<<<<
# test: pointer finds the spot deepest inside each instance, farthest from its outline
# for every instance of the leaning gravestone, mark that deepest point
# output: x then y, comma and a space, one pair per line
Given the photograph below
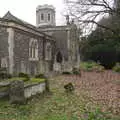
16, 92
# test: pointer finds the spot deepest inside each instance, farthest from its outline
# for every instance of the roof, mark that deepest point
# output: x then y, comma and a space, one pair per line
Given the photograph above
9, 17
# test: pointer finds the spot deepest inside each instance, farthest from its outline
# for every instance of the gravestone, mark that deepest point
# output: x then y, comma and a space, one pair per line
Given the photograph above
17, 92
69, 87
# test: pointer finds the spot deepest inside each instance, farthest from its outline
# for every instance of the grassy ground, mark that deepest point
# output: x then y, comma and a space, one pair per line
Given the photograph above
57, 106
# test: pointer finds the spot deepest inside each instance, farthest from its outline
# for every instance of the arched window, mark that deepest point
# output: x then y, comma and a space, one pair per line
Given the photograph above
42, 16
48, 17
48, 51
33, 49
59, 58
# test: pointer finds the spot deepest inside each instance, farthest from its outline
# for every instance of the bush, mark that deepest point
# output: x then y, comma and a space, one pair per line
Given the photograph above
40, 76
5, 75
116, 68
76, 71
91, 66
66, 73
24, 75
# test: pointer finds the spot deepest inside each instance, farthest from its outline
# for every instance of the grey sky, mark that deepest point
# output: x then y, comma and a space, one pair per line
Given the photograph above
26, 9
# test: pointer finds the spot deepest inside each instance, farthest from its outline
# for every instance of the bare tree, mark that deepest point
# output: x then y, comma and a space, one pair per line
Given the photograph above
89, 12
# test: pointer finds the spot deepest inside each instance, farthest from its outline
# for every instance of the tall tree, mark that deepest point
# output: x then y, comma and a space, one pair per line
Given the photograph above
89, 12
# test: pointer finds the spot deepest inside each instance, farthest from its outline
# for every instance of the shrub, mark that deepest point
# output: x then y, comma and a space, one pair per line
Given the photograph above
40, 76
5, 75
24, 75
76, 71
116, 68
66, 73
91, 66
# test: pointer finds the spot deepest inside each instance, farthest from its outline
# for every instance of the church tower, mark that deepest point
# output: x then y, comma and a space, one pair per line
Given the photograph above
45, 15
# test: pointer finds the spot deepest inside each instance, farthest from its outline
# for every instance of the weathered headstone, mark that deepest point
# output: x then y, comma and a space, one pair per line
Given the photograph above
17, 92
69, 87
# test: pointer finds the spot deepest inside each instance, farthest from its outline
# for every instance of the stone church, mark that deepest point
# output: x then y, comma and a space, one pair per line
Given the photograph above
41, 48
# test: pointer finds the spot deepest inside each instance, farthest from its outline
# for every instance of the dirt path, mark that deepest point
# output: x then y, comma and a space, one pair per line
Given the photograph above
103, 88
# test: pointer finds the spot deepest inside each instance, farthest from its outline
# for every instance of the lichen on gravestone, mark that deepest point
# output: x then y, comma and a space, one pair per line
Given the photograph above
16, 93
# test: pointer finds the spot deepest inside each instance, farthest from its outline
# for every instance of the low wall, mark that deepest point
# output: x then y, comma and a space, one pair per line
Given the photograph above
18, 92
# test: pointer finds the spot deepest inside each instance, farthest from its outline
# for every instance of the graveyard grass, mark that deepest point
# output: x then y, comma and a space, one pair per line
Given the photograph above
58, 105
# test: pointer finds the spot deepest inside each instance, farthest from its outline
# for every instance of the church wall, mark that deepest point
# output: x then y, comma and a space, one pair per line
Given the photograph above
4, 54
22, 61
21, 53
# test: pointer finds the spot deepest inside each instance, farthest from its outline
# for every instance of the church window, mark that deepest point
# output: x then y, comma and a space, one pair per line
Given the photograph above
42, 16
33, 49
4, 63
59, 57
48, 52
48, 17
>>>>
### HOW TO COMPLETE THIS TASK:
Above are the records; repeat them exactly, omitting every picture.

### PROBLEM SOLUTION:
# test: pointer finds the spot deepest inside each instance, farthest from its outline
# for every instance of the leaning gravestone, mark that deepest point
# output: x then y, comma and a space, one pair per line
Given the photograph below
16, 92
# test: pointer finds the spot deepest inside each instance, farthest from its outline
# for every instance of the roof, mark that deepest point
# output: x then y, comma and a space, one pair per line
Given the photograph above
9, 17
# test: pointer finds the spot deepest inside each instance, farthest from its outline
# for every instance of the gravestone, mark that deepest point
# output: x then y, comma and a space, one pair per line
Given the photograph above
17, 92
69, 87
# test: pointer finds the spot deepest inside each instance, farthest from its outline
# for every instance of the grassy ground, mark that deepest point
# output: x then y, comma and a space, one pair per line
Given the photograph above
57, 106
# test: pointer finds the spot deepest inside each instance, farthest from its outline
# for every instance of the arched window, mark that deepest point
# output: x then y, comma and a space, one pair per line
Given the photograph above
42, 16
48, 17
48, 51
33, 49
59, 58
# test: pointer finds the spot deepest inside each instance, farthest from its outline
# for every instance of the bush, mark that deepest point
# output: x then y, comma and a space, one pair per line
Given the photograph above
40, 76
5, 75
116, 68
76, 71
91, 66
66, 73
24, 75
# test: pointer finds the spot deepest inside each instance, farthest from its outline
# for every instance of the grey sky, mark that deepest point
# output: x then y, comma and a space, one pair per line
Given the photograph above
26, 9
# test: pointer finds the spot deepest inside each instance, farthest from its outline
# for every instance of the bare tree, mark that deepest point
# output: x then y, comma and a space, one pair per line
Given the photograph above
89, 12
# test: pointer finds the spot deepest inside each instance, farthest from its outline
# for every instance of the tall tree, mark that deepest point
# output: x then y, comma and a space, one pair per line
Given the photograph above
89, 12
# test: pointer finds the spot deepest inside each instance, farthest from its outline
# for every instance of the shrub, mark that deepest point
# output: x then y, comma and a space, one pair per line
Given the photograph above
40, 76
5, 75
24, 75
76, 71
116, 68
66, 73
91, 66
# test: pointer finds the spot deepest inside each instance, farthest from its outline
# for every instance of the church tower, mark that deepest point
# output: x then y, comma and a space, one pair per line
Given the photograph above
45, 15
# test: pointer finds the spot deepest inside each instance, farthest from its outline
# for every instance of the weathered headstone, mark that deepest point
# output: x then y, comma and a space, one pair per line
Given the photograph above
17, 92
69, 87
# test: pointer finds the spot deepest inside each instance, farthest from its outline
# for every instance of the stone church, mark that deepest point
# output: x then y, comma and a space, one pair per line
Given the photograph above
41, 48
# test: pointer finds the spot deepest inside each instance, farthest from its outline
# for every instance of the dirt path, mark that deepest point
# output: x then y, comma and a space, one pair per line
Given the photograph above
103, 88
# test: pointer finds the spot deepest inside each instance, farthest from its outline
# for every instance of the lichen on gravestone, mark that deepest point
# output: x then y, comma and a space, one pair per line
Given the photograph above
16, 93
# test: pointer finds the spot deepest inside each instance, farthest from its outline
# for every instance of the low wall, mark that deepest point
# output: x then y, comma and a space, one pair per line
Given the photograph above
18, 92
# test: pointer finds the spot deepest inside each instance, farthest from its outline
# for every instance of the graveyard grass, mark that deepest point
# output: x then y, comma and a space, one pair per line
Given the photograph above
58, 105
# test: pointer finds the spot deepest inside each instance, farthest from its outline
# for every instance of the church wall, mark that deepest point
# output: x then y, comma and a space, one pair per line
Given the photograph above
4, 54
22, 61
21, 53
# test: pointer finds the spot deepest inside each instance, farthest from its outline
# for every instance of the church window, mark that deepest point
# output: x then y, comma and a space, one pair per line
Given the photograph above
42, 16
33, 49
4, 63
59, 57
48, 52
48, 17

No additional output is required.